EJERCICIO PROPUESTO A =>
Devuelve cada línea de las entradas en la que aparezca la palabra "light".

Hace tiempo conocí a un niño, asomado a la ventana de su cuarto en la ultima planta de un bloque de un barrio de Madrid. Desde allí, en los dias despejados, veía a lo lejos la silueta de la sierra, y así, mirando al lejano horizonte, soñaba con el futuro que habría de llegar. Ese cuarto era su refugio, y esa ventana era la metáfora de sus ilusiones. Aprendió a ser feliz fuera cuales fueran las circunstancias de la vida ; muchas veces fue egoista y cobarde, quedándose en la calle hasta que la luz de la habitación de su padre se apagaba. Entonces subía a casa, pasaba de largo y se encerraba en su cuarto, dejando a su madre en el salón , sola con su pena, con su dolor, su frustración.
Hace tiempo conocí a un niño, que fue feliz, como los son los niños, agarrado a las faldas de su madre, protegido bajo el ala de su amor incondicional.
Ya no está su madre, pero hay otras faldas.
Le sigo viendo casi a diario.

EJERCICIO PROPUESTO B =>
Indica si cada afirmación concuerda con el pasaje y cita las palabras de este que lo deciden. (i) En los días despejados, el niño veía desde su ventana la silueta de la sierra. (ii) El cuarto del niño estaba en la planta baja del bloque. (iii) El niño se quedaba en la calle hasta que se apagaba la luz de la habitación de su padre.

DATOS MOSTRADOS =>
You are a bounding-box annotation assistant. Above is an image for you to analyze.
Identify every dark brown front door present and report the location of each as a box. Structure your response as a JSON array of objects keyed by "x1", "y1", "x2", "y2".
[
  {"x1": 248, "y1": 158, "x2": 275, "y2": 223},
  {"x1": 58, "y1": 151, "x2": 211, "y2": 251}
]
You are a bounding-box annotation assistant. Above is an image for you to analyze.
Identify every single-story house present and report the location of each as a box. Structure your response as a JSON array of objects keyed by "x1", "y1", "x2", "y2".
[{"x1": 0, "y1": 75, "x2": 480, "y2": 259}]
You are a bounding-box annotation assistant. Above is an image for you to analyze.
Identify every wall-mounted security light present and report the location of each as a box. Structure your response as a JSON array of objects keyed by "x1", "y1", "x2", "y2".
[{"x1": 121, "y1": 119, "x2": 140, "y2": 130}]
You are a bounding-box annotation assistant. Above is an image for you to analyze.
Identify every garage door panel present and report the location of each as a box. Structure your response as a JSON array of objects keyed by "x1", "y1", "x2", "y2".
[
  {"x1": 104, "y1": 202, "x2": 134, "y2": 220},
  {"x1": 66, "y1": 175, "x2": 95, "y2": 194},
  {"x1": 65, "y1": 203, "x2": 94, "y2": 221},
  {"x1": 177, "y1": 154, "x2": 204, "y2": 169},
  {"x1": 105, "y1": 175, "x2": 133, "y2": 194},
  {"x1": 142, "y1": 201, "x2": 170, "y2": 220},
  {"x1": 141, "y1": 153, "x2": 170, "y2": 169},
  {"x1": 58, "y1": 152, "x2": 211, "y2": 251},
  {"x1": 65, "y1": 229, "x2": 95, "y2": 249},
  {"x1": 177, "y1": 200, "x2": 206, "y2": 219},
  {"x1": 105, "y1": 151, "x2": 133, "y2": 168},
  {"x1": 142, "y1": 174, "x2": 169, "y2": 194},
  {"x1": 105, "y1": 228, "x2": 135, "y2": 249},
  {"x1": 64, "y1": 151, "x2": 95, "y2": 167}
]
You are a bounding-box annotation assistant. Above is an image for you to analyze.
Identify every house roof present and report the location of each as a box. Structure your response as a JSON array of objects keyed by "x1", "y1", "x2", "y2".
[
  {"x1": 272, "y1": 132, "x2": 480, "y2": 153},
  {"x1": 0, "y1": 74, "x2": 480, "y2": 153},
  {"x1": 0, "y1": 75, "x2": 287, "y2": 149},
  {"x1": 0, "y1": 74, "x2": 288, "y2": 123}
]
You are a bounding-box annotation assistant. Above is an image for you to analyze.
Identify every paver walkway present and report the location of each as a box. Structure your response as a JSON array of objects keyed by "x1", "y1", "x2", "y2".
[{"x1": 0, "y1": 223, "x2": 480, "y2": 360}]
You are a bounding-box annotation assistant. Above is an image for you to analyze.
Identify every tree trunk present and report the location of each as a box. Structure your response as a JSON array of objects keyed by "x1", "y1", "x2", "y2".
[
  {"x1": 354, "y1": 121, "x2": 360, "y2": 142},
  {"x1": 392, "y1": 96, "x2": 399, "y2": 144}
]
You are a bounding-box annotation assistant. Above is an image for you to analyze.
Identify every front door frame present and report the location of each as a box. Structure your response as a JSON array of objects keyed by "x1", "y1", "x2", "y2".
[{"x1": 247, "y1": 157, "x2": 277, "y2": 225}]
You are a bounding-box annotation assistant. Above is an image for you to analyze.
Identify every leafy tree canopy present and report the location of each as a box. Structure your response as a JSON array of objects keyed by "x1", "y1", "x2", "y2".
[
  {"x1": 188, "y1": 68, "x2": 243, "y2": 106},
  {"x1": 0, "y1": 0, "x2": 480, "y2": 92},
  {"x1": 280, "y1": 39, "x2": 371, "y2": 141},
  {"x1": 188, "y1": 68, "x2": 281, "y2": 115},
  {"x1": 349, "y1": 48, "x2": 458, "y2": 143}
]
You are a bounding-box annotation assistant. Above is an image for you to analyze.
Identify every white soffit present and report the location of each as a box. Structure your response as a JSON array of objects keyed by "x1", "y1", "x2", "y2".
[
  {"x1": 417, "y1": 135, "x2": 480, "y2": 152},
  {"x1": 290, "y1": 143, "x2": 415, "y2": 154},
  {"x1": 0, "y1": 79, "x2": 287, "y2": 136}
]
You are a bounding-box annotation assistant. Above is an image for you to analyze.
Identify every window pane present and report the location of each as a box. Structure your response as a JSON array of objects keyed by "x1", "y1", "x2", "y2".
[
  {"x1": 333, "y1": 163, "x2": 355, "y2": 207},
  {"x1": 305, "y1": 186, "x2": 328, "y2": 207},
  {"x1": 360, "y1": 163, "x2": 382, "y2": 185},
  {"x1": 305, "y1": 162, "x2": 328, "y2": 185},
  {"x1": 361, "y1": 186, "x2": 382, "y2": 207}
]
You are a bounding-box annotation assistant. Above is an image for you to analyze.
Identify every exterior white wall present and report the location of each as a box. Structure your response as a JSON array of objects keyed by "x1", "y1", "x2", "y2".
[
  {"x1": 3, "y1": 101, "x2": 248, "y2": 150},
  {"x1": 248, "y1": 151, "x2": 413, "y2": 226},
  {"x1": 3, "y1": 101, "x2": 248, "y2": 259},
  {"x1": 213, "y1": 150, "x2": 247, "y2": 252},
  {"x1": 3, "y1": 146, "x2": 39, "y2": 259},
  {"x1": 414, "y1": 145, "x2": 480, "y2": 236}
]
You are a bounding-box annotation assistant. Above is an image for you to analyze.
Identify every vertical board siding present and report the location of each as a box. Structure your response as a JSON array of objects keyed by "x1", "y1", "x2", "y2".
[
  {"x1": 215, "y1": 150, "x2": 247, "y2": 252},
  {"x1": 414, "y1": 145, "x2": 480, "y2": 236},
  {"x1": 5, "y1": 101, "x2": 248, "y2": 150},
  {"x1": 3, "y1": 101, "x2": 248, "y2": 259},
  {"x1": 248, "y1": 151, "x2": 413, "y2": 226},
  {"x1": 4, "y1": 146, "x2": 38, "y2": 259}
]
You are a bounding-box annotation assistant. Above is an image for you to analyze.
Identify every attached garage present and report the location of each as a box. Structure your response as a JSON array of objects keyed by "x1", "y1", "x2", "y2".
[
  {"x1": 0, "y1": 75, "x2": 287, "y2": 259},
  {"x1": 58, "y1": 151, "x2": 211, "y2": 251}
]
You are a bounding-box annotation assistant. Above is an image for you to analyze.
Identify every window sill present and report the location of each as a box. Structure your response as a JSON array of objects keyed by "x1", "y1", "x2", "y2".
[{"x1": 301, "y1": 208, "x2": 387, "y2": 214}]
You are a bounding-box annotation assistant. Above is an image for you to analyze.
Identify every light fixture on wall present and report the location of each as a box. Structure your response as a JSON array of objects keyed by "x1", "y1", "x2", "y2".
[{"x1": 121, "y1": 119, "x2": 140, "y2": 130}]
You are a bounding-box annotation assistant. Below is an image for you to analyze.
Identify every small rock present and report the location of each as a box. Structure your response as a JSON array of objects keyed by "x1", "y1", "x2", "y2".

RESULTADO FINAL A =>
Identify every wall-mounted security light present and report the location of each as a box. Structure your response as a JSON array of objects keyed by "x1", "y1", "x2", "y2".
Identify every light fixture on wall present and report the location of each as a box. Structure your response as a JSON array of objects keyed by "x1", "y1", "x2", "y2".

RESULTADO FINAL B =>
(i) Sí: «en los dias despejados, veía a lo lejos la silueta de la sierra».
(ii) No: «en la ultima planta de un bloque».
(iii) Sí: «quedándose en la calle hasta que la luz de la habitación de su padre se apagaba».